Also, I think you might be able to get away with just passing --nvproxy-docker runsc flag. It forces the nvidia prestart hook code path even when the OCI spec doesn't have that hook. So you don't need this PR.

But I still think the right thing to do is to emulate nvidia-ctk invocation in gVisor for symlink creation. Because the pre-start hook is doing extra work.

@LandonTClipp
Copy link
Copy Markdown
Author

The issues I have with the GPUFunctionalityRequestedViaHook code path was that it would mount all of the /dev/nvidiaN devices from the host, not just the one that was requested by CDI. This is why I started investigating if we can just use raw CDI for everything because the k8s-device-plugin gives us a CDI spec file, that if adhered to correctly, gives a correct working environment inside the container.

The issues I discovered were multi-layered:

  1. gVisor would correctly mount the client library as specified in the CDI spec file. Example:

       {
         "hostPath": "/usr/lib/x86_64-linux-gnu/libcuda.so.580.126.20",
         "containerPath": "/usr/lib/x86_64-linux-gnu/libcuda.so.580.126.20",
         "options": [
           "ro",
           "nosuid",
           "nodev",
           "bind"
         ]
       },
    

    But it would not create the libcuda.so -> libcuda.so.1 symlink that is supposed to be created by this createContainer hook:

       {
         "hookName": "createContainer",
         "path": "/usr/bin/nvidia-ctk",
         "args": [
           "nvidia-ctk",
           "hook",
           "create-symlinks",
           "--link",
           "libGLX_nvidia.so.580.126.20::/usr/lib/x86_64-linux-gnu/libGLX_indirect.so.0",
           "--link",
           "libcuda.so.1::/usr/lib/x86_64-linux-gnu/libcuda.so",
           "--link",
           "libnvidia-opticalflow.so.1::/usr/lib/x86_64-linux-gnu/libnvidia-opticalflow.so"

> _Source excerpt_:
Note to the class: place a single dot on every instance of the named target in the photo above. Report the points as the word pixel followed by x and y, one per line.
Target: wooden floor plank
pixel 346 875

> _Required actions_:
**a)** Rewrite the gVisor thread starting with "But I still" and going on through "inside the container.", putting "the gVisor sandbox" in place of "gVisor".
**b)** Name each value in the "options" array of the mount entry for libcuda in the gVisor thread.
The listing is material of its own and separate from the gVisor thread.

> _Answers_:
**a)**
But I still think the right thing to do is to emulate nvidia-ctk invocation in the gVisor sandbox for symlink creation. Because the pre-start hook is doing extra work.

@LandonTClipp
Copy link
Copy Markdown
Author

The issues I have with the GPUFunctionalityRequestedViaHook code path was that it would mount all of the /dev/nvidiaN devices from the host, not just the one that was requested by CDI. This is why I started investigating if we can just use raw CDI for everything because the k8s-device-plugin gives us a CDI spec file, that if adhered to correctly, gives a correct working environment inside the container.

**b)** ro, nosuid, nodev, bind